§ **MATERIAL SHOWN**:
## Begin

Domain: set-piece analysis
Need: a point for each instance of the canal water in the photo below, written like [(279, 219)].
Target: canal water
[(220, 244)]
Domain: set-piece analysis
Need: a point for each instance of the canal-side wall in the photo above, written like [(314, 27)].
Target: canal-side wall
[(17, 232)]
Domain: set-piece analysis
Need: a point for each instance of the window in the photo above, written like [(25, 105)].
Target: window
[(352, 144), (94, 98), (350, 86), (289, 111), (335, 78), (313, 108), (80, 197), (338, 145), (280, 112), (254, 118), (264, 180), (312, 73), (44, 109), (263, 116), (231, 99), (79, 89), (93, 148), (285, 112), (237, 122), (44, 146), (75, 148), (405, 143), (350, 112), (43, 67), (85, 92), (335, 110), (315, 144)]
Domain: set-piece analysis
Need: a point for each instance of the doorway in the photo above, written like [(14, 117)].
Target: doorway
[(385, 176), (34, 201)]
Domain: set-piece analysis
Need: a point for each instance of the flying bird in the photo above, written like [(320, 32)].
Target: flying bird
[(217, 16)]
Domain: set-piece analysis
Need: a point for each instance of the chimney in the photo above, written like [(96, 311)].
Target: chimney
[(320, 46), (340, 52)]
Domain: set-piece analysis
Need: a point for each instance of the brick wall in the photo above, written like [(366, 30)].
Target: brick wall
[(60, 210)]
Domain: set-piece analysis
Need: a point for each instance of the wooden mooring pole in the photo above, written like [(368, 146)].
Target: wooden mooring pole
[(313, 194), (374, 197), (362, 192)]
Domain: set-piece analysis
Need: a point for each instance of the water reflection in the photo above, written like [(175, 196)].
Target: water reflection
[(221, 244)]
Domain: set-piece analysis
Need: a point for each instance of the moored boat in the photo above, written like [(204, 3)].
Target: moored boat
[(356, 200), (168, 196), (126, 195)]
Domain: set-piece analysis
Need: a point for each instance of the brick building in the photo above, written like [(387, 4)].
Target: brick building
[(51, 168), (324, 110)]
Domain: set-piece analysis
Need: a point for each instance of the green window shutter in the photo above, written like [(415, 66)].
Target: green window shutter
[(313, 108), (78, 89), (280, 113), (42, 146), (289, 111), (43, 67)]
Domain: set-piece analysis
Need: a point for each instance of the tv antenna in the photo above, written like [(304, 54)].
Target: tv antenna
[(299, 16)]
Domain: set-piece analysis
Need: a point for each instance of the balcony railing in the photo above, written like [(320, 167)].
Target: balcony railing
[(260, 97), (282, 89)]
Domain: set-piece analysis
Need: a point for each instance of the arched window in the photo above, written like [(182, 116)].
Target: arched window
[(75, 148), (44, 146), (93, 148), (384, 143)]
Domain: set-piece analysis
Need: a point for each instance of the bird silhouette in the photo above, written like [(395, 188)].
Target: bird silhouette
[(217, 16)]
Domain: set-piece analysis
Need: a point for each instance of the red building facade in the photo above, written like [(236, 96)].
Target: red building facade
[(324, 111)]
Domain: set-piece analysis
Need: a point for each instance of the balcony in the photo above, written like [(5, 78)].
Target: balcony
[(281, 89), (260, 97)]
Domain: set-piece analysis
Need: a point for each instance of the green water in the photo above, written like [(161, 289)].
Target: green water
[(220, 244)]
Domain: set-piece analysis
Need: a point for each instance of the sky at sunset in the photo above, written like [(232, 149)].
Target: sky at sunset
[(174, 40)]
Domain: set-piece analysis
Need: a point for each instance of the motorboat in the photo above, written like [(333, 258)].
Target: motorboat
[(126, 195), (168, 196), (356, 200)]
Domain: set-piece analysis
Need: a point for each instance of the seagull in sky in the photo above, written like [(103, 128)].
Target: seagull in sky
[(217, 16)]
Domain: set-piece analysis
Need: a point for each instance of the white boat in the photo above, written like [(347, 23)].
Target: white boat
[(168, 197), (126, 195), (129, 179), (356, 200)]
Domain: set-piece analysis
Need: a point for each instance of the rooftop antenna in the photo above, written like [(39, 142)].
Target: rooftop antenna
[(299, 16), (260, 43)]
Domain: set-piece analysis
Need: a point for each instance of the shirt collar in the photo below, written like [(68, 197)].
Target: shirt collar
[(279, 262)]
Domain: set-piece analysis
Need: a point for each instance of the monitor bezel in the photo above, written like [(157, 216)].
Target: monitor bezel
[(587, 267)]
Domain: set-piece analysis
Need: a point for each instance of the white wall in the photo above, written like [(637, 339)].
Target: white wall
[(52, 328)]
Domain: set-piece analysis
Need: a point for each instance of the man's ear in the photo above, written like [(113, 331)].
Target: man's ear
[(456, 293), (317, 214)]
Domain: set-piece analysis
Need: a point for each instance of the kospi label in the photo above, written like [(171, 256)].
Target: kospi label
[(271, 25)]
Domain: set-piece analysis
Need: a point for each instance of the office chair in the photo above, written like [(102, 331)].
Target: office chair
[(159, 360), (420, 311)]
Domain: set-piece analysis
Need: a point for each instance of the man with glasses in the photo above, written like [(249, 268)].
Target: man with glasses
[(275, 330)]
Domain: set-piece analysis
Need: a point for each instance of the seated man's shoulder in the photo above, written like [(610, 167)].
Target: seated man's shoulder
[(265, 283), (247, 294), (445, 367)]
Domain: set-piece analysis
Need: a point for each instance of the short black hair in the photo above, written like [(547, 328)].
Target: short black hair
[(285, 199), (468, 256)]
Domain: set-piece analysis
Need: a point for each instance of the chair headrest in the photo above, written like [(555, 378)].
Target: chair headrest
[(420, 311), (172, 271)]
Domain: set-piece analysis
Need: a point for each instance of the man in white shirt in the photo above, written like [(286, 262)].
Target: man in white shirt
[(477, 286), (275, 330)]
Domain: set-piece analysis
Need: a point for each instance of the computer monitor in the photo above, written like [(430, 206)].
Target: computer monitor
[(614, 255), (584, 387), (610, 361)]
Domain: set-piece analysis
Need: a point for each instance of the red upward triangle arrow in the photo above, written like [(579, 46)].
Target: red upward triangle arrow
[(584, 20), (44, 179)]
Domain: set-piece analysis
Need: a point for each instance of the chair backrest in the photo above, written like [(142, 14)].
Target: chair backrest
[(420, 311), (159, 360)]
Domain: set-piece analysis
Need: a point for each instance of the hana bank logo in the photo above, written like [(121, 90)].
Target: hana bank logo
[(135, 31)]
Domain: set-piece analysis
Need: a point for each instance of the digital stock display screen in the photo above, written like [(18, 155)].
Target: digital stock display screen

## End

§ **WRITTEN EXERCISE**: Copy every record exactly as presented.

§ **RESULT FOR THIS TASK**:
Domain: set-piece analysis
Need: a point for each instance of the canal water in the photo below, written like [(279, 219)].
Target: canal water
[(220, 244)]
Domain: set-piece analysis
Need: a point for each instance of the canal-side wall in the photo above, written like [(314, 27)].
Target: canal-side wall
[(17, 232)]
Domain: set-piece analysis
Need: a point for each instance of the window in the photo above, written like [(25, 105)].
Target: window
[(352, 144), (94, 98), (350, 86), (289, 111), (335, 78), (313, 108), (80, 197), (338, 145), (280, 112), (254, 118), (264, 180), (312, 73), (44, 109), (263, 116), (231, 99), (79, 89), (93, 148), (285, 112), (237, 122), (44, 146), (75, 148), (405, 143), (350, 112), (43, 67), (85, 92), (335, 110), (315, 144)]
Domain: set-piece analysis
Need: a point for each instance of the doorway in the photo above, written like [(14, 117)].
Target: doorway
[(385, 176), (34, 201)]
Domain: set-piece analysis
Need: a point for each instance of the flying bird in the photo above, written like [(320, 32)].
Target: flying bird
[(217, 16)]
Domain: set-piece analysis
Need: a point for each instance of the chimney in the photo above, written like [(96, 311)].
Target: chimney
[(320, 46), (340, 52)]
Domain: set-piece analysis
Need: a point for each instance of the brick wall in the photo above, written like [(366, 30)].
Target: brick wall
[(60, 210)]
Domain: set-piece analysis
Need: a point for each instance of the wooden mooring pole in the photo above, written like [(368, 146)].
Target: wooden mooring pole
[(313, 194), (374, 197), (362, 192)]
Domain: set-piece analysis
Need: a point for each instance of the water reflection in the photo above, written like [(175, 196)].
Target: water reflection
[(221, 244)]
Domain: set-piece analysis
Need: a point for each instance of the moored boat in the photo above, written like [(204, 3)].
Target: moored boat
[(356, 200), (168, 196), (126, 195)]
Domain: set-piece analysis
Need: a point for each instance of the brick building in the photo above, written like [(387, 4)].
Target: brick building
[(51, 168), (324, 110)]
Domain: set-piece analysis
Need: a point for each instance of the green window shutter in the photo above, written like [(415, 66)].
Target: green window shutter
[(313, 108), (78, 89), (280, 113), (42, 146), (289, 111), (43, 67)]
Domain: set-piece analysis
Need: a point for each instance of the tv antenna in the photo above, written like [(304, 54)].
Target: tv antenna
[(299, 16)]
Domain: set-piece analysis
Need: a point for each instance of the balcony railing in the photo above, written like [(320, 167)].
Target: balcony railing
[(260, 97), (282, 89)]
Domain: set-piece analysis
Need: a point for each instance of the arched window in the photo above, written like [(182, 116)].
Target: arched window
[(75, 148), (44, 146), (93, 148), (384, 143)]
Domain: set-piece analysis
Need: a point for each instance of the bird silhouette in the photo above, written like [(395, 188)].
Target: bird silhouette
[(217, 16)]
Domain: set-piece analysis
Need: a point for each instance of the red building facade in the photo above, written like [(236, 96)].
Target: red building facade
[(324, 111)]
Domain: set-piece analysis
Need: a point for each instance of the balcony in the photo above, written like [(5, 78)].
Target: balcony
[(281, 89), (260, 97)]
Domain: set-piece analysis
Need: a point for each instance of the green water in the photo above, written like [(161, 289)].
Target: green water
[(220, 244)]
Domain: set-piece analysis
Need: a point for each instance of the sky at sunset in the photo above, written like [(232, 149)].
Target: sky at sunset
[(174, 40)]
Domain: set-piece analysis
Need: a point for each instance of the motorboat in the photo above, written like [(333, 258)].
Target: motorboat
[(126, 195), (168, 196), (356, 200)]
Domain: set-piece analysis
Need: a point for each instance of the seagull in sky in the photo above, written like [(103, 128)].
Target: seagull in sky
[(217, 16)]
Domain: set-piece analysis
Need: a point for each instance of the white boat in the photo above, written like [(347, 23)].
Target: white boat
[(168, 197), (126, 195), (129, 179), (356, 200)]
Domain: set-piece analysis
Need: a point for each instance of the rooftop antenna in the photo above, written like [(39, 142)].
Target: rooftop antenna
[(299, 16), (260, 43)]
Domain: set-piece analysis
Need: a point for each instance of the shirt collar in the photo below, written like [(68, 197)].
Target: shirt collar
[(279, 262)]
Domain: set-piece analysis
Need: a point for each instance of the monitor bezel in the photo above, written like [(157, 216)].
Target: monitor bezel
[(587, 267)]
Domain: set-piece analysis
Need: a point for each instance of the white wall in the photo above, written like [(637, 339)].
Target: white wall
[(52, 328)]
Domain: set-piece analysis
Need: a point for each instance of the man's ear in the photo above, written like [(113, 331)].
Target: man's ear
[(456, 293), (317, 214)]
Domain: set-piece analysis
Need: a point for each instance of the kospi label in the photo above, written like [(171, 256)].
Target: kospi label
[(271, 25)]
Domain: set-piece analysis
Need: a point for each instance of the office chair in the photo above, written like [(102, 331)].
Target: office chair
[(159, 360), (420, 311)]
Domain: set-piece analysis
Need: a point for each instance of the man with glasses in the photo above, written like [(249, 268)].
Target: man with glasses
[(275, 330)]
Domain: set-piece analysis
Need: a point for each instance of the seated man's shoulder in the photo above, written like [(610, 167)].
Target: seated man's shoulder
[(265, 283), (247, 294), (445, 367)]
Domain: set-piece analysis
Need: a point for each instance of the short black hair in the photo above, written like [(547, 328)].
Target: short black hair
[(285, 199), (468, 256)]
Domain: set-piece analysis
Need: a point for each instance of the chair headrest in the photo above, written like [(555, 378)].
Target: chair headrest
[(420, 311), (172, 271)]
Domain: set-piece analysis
Need: a point for each instance of the man in white shirt in the photo above, written like [(286, 262)].
Target: man in white shirt
[(477, 286), (275, 330)]
Domain: set-piece analysis
Need: a point for each instance of the computer monitor in the photo above, written like [(430, 206)].
Target: computer monitor
[(614, 255), (584, 387), (610, 361)]
Domain: set-piece analysis
Need: a point for each instance of the red upward triangle arrow in the photo above, written like [(579, 46)].
Target: red upward triangle arrow
[(584, 20), (44, 179)]
Domain: set-piece analysis
Need: a point for each instance of the chair backrest in the photo above, written like [(142, 14)].
Target: chair backrest
[(420, 311), (159, 360)]
Domain: set-piece analysis
Need: a point for each instance of the hana bank logo in the photo above, written like [(121, 90)].
Target: hana bank logo
[(135, 31)]
Domain: set-piece analysis
Need: a point for each instance of the digital stock display screen in the photo above, written like [(18, 155)].
Target: digital stock display screen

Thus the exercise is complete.